(PROBLEM TO SOLVE)
Return each line of the listing below verbatim.

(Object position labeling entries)
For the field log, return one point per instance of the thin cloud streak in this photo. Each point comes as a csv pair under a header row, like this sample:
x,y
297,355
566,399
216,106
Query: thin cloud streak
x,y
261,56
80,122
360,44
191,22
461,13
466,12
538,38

(SOLUTION TO THE EXERCISE)
For the field log, return one point per instance of the thin cloud streak in this photo. Each point comes as a csv pair under a header row, like this sample:
x,y
297,355
566,399
216,106
Query: thin cloud streak
x,y
261,56
80,122
360,44
191,22
461,13
466,12
538,38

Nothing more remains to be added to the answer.